* **Work request**: Your answer must be the full listing, reproduced exactly, minus any pictures.
■ ■ ■
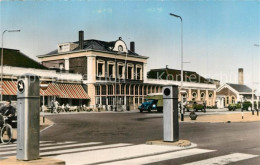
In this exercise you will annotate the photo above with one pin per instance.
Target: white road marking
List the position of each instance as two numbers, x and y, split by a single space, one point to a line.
55 147
226 159
115 154
84 149
161 157
14 144
41 145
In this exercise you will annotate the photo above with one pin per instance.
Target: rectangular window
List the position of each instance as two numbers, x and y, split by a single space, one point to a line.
110 89
110 70
103 90
97 90
120 71
122 89
129 72
138 74
100 69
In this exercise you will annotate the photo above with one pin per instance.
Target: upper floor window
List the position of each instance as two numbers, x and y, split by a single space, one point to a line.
111 69
130 71
202 96
139 75
100 68
120 70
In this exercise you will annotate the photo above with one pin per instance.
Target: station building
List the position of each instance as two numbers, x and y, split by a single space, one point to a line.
■ ■ ■
* **Result of the exercise**:
In this exercise you will annotate the photo above with one pin per instance.
Target: white road marking
List the position of each instance as two numbers, x and y, split by a single space, one point to a line.
55 147
226 159
115 154
84 149
161 157
14 144
41 145
In this exercise you will annotate the photo above with one pin per instance.
Target: rectangular window
List the position of each instance as two numbers, x and y, split by a single space, one point to a line.
110 89
110 70
103 90
97 90
120 71
122 89
129 72
138 74
100 69
In this exercise you will annotate the photo above with one pin per instance.
Target: upper floor window
List the position of each instance as two numbers, x and y, split by a single space, one point to a line.
111 69
130 71
202 96
139 75
100 68
120 70
In this exercise you will annotate the photo above with one pin per instance.
Target: station building
List the position of each instance as two numbers, x and y, split by a single space, one point to a line.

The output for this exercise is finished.